SUPPLIED TEXT:
:::

And with preseason games also eliminated, the Bucs won’t line up against anyone in opposing jerseys until the club’s scheduled regular-season opener at New Orleans on Sept. 13.
“We missed out on 400 or 500 live reps of plays, so just trying to make that up as best we can is going to be really huge for us,” Wirfs said, adding he’s not overly concerned about potentially being at a disadvantage entering his first season.
“I don’t really know how much different it’ll be for me coming from college. We didn’t really have preseason games. We just had camp and then started playing. They were non-conference, but still,” the 6-foot-5, 320-pound tackle said.
“This time around, I know we have some good pass rushers on the Bucs, so just getting some work in with them and doing the best I can,” Wirfs added. “If the case is that I’m going against (Saints defensive end) Cam Jordan, I’ll be excited and just give it my best.”
Tampa Bay traded up one spot in the draft to ensure an opportunity to select Wirfs, a dominant blocker in college who continued to impress at the NFL scouting combine. He had the fastest 40-yard dash time (4.85 seconds) among linemen and set a record for his position in the vertical jump (36½ inches).
Bucs coach Bruce Arians said linemen probably are the players most affected by not having a normal offseason of work.

:::

DATASET:
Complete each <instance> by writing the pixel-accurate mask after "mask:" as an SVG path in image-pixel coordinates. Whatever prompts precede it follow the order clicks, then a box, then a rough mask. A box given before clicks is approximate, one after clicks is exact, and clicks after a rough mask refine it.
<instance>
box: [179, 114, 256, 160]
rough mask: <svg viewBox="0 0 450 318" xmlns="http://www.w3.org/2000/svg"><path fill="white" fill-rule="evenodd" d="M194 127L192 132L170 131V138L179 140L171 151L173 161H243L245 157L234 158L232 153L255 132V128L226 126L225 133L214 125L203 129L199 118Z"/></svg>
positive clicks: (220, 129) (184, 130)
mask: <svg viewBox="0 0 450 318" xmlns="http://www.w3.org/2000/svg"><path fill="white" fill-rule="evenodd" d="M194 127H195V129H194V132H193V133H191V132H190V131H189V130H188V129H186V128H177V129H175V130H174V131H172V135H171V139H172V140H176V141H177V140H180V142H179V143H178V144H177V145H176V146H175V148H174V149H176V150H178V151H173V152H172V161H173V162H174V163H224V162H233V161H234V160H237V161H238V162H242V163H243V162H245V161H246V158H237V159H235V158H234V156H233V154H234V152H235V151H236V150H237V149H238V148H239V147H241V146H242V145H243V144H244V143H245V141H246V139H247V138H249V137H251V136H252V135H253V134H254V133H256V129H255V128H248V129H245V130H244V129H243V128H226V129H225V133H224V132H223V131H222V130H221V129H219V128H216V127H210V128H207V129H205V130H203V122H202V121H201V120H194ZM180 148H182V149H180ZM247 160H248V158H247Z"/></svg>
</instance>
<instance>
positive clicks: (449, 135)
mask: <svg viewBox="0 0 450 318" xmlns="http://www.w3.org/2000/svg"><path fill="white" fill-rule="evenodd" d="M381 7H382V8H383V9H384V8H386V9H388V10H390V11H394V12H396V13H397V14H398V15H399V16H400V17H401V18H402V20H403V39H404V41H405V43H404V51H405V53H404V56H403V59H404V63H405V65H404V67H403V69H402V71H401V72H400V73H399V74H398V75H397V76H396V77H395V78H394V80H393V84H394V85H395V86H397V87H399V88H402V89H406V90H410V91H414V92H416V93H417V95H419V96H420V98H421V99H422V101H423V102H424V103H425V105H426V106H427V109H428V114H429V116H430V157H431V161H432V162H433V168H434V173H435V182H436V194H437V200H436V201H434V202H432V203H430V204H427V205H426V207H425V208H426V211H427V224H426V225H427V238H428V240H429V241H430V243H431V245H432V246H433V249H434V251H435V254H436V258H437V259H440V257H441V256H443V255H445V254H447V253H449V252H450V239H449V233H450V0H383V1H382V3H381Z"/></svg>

:::

TASKS TO COMPLETE:
**1)** Answer these from the Wirfs passage:
(a) Where and on what date is the Bucs' regular-season opener scheduled?
(b) What 40-yard dash time did Wirfs post at the scouting combine?
(c) Which coach said linemen are probably the players most affected by not having a normal offseason?
**2)** Write the next few sentences of the Wirfs passage, picking up after its final sentence.

ANSWERS FOR EACH ITEM:
**1)**
(a) At New Orleans on Sept. 13.
(b) 4.85 seconds.
(c) Bruce Arians.

**2)**
“I think both lines of scrimmage, the offensive line and defensive line not being able to work on pad level,” Arians said. “We’re going to have 14 days in pads. That is not a lot of time to get ready to play in a ballgame against really quality opponents, but we’re going to have to get it done.”
At Iowa, Wirfs became only the second true freshman to start a game at tackle under long-time Hawkeyes coach Kirk Ferentz. Now, he’s unfazed by the prospect of stepping right in with the Bucs, who’ve missed the playoffs 12 consecutive seasons — the second-longest drought in the NFL behind Cleveland, which hasn’t earned a berth since 2002.
“That’s kind of how my college career started. I was kind of just tossed in there. It happening this way, at this level, I’d be all right with it. I’ve just got to go out there and do my best – that’s all I can ask of myself,” Wirfs said.
“You’ve got to prepare every week and come out and execute. That’s really what it comes down to,” he added. “If that’s the case where I have to get tossed in there, then so be it. I’ll be as ready as I can be and give it my all.”